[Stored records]
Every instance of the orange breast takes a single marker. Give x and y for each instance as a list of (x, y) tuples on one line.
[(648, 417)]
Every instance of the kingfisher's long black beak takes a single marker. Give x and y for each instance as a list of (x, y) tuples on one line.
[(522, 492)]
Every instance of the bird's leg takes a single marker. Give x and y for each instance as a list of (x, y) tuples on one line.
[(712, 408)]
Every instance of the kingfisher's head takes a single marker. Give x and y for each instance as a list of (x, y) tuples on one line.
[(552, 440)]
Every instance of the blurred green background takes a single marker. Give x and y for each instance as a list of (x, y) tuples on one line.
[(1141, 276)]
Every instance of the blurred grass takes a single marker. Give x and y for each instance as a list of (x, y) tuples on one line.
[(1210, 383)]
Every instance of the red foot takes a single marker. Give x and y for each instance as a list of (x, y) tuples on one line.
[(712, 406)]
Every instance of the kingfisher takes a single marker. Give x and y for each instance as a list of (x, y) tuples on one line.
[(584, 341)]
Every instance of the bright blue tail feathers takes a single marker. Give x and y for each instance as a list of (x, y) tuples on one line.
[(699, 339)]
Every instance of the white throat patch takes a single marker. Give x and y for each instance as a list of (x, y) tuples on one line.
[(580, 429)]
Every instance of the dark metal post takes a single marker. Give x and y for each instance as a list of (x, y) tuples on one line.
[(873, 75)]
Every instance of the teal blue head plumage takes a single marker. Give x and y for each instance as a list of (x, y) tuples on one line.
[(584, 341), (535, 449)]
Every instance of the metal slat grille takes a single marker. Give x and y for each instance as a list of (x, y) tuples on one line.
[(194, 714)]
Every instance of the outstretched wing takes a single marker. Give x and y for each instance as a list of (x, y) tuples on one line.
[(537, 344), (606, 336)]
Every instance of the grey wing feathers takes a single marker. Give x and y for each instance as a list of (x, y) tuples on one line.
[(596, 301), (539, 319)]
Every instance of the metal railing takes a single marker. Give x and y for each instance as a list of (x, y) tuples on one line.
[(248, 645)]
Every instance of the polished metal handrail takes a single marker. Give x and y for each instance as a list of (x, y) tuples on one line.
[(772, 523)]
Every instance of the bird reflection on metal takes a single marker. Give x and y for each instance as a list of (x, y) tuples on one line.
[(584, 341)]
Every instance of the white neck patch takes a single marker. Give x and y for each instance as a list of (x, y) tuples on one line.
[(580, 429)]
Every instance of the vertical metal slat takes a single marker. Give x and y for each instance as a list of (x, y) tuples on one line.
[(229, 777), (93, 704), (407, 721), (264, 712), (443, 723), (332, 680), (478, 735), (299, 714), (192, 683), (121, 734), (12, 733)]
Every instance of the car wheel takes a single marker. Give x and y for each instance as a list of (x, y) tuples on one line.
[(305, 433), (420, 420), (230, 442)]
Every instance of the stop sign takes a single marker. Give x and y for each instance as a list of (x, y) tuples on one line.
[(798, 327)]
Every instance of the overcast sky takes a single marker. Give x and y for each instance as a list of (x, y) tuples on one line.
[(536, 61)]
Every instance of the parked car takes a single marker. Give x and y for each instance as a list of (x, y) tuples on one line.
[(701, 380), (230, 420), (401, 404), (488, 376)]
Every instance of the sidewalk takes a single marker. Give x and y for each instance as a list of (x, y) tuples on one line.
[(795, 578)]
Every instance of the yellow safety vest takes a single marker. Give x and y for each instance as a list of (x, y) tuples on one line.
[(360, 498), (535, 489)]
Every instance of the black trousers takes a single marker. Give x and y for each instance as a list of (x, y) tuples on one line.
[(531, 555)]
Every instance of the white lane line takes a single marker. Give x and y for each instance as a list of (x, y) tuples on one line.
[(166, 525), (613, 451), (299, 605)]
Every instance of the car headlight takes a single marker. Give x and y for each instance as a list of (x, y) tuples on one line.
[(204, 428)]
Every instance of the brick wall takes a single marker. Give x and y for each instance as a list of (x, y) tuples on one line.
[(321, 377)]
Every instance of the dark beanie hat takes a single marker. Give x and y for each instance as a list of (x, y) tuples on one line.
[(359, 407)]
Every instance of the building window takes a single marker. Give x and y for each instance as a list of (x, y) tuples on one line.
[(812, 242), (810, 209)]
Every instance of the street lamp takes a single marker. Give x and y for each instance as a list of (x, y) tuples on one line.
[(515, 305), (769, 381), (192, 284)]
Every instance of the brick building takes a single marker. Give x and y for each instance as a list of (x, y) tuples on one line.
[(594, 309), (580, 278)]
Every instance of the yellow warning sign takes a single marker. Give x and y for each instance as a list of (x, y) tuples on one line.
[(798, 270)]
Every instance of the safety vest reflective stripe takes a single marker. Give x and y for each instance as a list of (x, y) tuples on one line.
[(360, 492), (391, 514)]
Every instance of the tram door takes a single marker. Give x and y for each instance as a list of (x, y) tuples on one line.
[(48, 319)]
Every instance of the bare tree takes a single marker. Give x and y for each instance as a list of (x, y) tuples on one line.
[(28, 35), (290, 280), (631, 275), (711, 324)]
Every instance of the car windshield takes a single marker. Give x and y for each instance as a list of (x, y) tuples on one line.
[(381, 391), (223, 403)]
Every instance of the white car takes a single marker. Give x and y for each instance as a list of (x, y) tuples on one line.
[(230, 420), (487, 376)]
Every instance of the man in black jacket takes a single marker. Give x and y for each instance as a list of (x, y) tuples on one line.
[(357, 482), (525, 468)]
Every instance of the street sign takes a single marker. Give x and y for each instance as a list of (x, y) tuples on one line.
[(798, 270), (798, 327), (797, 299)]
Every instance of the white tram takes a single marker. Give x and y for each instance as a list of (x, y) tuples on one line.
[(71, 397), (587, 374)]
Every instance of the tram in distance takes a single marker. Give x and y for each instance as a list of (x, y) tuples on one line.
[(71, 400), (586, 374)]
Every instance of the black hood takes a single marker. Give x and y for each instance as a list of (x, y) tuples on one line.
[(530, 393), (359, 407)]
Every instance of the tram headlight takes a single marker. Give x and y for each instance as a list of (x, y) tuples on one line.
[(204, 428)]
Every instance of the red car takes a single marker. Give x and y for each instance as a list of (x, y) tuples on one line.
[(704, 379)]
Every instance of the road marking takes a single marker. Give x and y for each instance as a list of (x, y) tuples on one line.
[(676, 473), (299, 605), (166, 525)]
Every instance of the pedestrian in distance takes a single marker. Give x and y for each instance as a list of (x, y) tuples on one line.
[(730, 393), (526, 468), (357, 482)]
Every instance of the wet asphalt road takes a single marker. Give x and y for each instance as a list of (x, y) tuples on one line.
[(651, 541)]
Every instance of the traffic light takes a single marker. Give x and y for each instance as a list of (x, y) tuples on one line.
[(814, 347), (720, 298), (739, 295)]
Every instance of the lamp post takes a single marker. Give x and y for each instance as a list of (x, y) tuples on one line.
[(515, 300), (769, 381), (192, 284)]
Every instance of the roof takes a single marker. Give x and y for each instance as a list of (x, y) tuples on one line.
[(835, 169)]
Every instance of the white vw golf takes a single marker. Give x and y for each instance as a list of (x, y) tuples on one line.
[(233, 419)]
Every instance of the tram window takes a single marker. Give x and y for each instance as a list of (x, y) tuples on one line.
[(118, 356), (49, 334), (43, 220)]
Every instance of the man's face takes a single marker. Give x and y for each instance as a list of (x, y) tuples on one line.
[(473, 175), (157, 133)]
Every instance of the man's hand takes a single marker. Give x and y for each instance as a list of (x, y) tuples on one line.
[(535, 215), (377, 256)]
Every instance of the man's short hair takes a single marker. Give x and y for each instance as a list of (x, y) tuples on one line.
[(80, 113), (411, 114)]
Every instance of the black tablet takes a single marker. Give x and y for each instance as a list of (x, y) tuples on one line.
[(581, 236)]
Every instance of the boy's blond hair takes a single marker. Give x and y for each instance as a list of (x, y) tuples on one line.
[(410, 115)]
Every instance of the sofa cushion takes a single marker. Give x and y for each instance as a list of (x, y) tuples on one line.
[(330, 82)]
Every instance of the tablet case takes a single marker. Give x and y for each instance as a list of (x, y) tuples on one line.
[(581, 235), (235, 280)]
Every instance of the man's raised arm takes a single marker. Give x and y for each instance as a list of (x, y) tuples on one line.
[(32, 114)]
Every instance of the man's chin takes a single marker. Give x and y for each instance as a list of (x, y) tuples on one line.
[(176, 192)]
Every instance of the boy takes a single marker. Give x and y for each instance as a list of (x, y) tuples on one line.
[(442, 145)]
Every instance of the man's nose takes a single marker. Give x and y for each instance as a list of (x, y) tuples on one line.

■ Problem ■
Precisely the line with "Every instance of the man's chin" and the lines after it, up to the last line of the entries above, are to be reproduced, and nothing more.

■ Result of this task ■
Every instance of the man's chin takes a single marker. Give x and y for each instance as a list of (x, y) tuples on one line.
[(176, 192)]
Every instance of the boy takes a single marker. Give x and y for each instance as a list of (x, y) tuples on one line.
[(442, 145)]
Every instance of the man's nose takes a single marker. Give x and y for each instance as a list of (x, y) tuples on one line.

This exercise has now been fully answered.